◆ Your tasks ◆
a: Which key strategies of the University System of Georgia does the text on dual enrollment at UNG say Accel and MOWR directly address?
b: Carry the text on dual enrollment at UNG forward, picking up after its final sentence.

◆ Text ◆
--*--
While their peers are still getting ready for school each morning, many high school students from around the region already are in classes on University of North Georgia campuses, where they are earning both college and high school credit.

Dr. Chaudron Gille, associate vice president for University Affairs & Academic Services at UNG, said dual enrollment programs such as Accel, which covers tuition for qualified students, and Move on When Ready (MOWR) directly address three of the five key strategies created by the University System of Georgia as part of the statewide Complete College Georgia initiative. These strategies are: enhancing partnerships with secondary schools, improving postsecondary access and completion, and improving the time required to earn a degree.

"We work with the school systems to offer the courses at a time and format that fits the needs of their students," Gille said. "Allowing high school students to take college courses that also satisfy their high school graduation requirements gives them a head start on their college degree without having to pay tuition or have it count against their HOPE scholarship. A student who begins taking Accel courses in their junior year could enter college as a sophomore, saving a year of time and tuition. It’s a great opportunity at a time when many families struggle to pay for college."

Dr. Beth Hebert, principal of North Forsyth High School, said her school has increased Accel enrollment from three students in the past year to 16 students this year, 15 of whom are attending UNG.

"We are very excited to partner with UNG and other postsecondary schools in dual enrollment," Hebert said. "This gives our students the advantage of receiving college credit while in high school and it allows them to begin pursuing their career goals early. These courses are challenging our students and allowing for them to focus on their specific area of study, preparing them for when they become a full-time college student."

MOWR allows qualifying high school students to attend college courses exclusively during their junior and senior years of high school. Both dual-enrollment opportunities tie into a key part of UNG's mission, to provide broad access to comprehensive academic and co-curricular programs.
--*--
◆ Data entries ◆
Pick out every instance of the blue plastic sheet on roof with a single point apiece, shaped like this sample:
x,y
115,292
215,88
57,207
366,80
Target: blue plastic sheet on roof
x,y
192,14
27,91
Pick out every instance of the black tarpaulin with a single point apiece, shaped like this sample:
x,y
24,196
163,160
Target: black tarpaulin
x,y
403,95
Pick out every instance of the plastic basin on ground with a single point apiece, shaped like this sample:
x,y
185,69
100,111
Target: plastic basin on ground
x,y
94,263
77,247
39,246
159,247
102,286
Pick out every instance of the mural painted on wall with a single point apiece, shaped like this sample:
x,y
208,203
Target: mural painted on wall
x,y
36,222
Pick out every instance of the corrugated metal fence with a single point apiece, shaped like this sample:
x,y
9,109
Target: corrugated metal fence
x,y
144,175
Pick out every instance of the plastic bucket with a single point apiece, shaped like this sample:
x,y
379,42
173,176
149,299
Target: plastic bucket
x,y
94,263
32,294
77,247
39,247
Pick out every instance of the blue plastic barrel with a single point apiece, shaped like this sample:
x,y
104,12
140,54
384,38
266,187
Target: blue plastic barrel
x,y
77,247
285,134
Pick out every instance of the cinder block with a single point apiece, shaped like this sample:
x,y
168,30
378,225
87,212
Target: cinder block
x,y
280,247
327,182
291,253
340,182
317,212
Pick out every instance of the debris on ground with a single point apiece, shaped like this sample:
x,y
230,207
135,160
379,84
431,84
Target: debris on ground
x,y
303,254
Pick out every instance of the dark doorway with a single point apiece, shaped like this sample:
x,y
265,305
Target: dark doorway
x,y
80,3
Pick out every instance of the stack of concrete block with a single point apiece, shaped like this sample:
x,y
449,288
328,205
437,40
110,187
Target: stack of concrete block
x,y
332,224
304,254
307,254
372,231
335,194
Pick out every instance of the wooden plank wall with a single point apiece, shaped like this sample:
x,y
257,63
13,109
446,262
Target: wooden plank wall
--*--
◆ Answers for the exercise ◆
a:
- Enhancing partnerships with secondary schools
- Improving postsecondary access and completion
- Improving the time required to earn a degree

b:
"More than 240 new high school students are enrolling in Accel and MOWR on UNG campuses this fall," said Keith Antonia, executive director of undergraduate admissions. "In addition, there are students who are continuing from this past spring semester. Our aim is to assist students in completing their degrees and moving into careers or graduate programs at an earlier age and with less debt."

During the 2010-11 academic year, 46 percent of two- and four-year degree-granting colleges and universities had high school students taking courses in a dual-enrollment program, according to the National Center for Education Statistics. That equates to more than 1.2 million high school students, nearly double the estimated 680,000 in dual-enrollment programs during the 2002-03 academic year.

"UNG is committed to growing dual-enrollment programs on all of our campuses," said Jason Pruitt, acting executive director of UNG's Cumming Campus. "We were not sure what to expect in our numbers this past year as our campus was new, and we ended up with 46 dual-enrollment students from eight different high schools. This fall we have nearly 70 from 13 local high schools."

Lecturer Ann Marie Francis said that having dual-enrollment classes with a mixture of high school students and college students further enriches the experience for the high school students.

"It has been a great experience so far and has contributed to my knowledge as a student by showing me what college classes are like and what will be expected of me," said Avery Edelman, who is a junior in high school. "Until recently I thought AP courses reflected what I would experience in college, but UNG dual-enrollment courses have given me a more true college experience, and the opportunity is contributing to my success by preparing me for future college courses."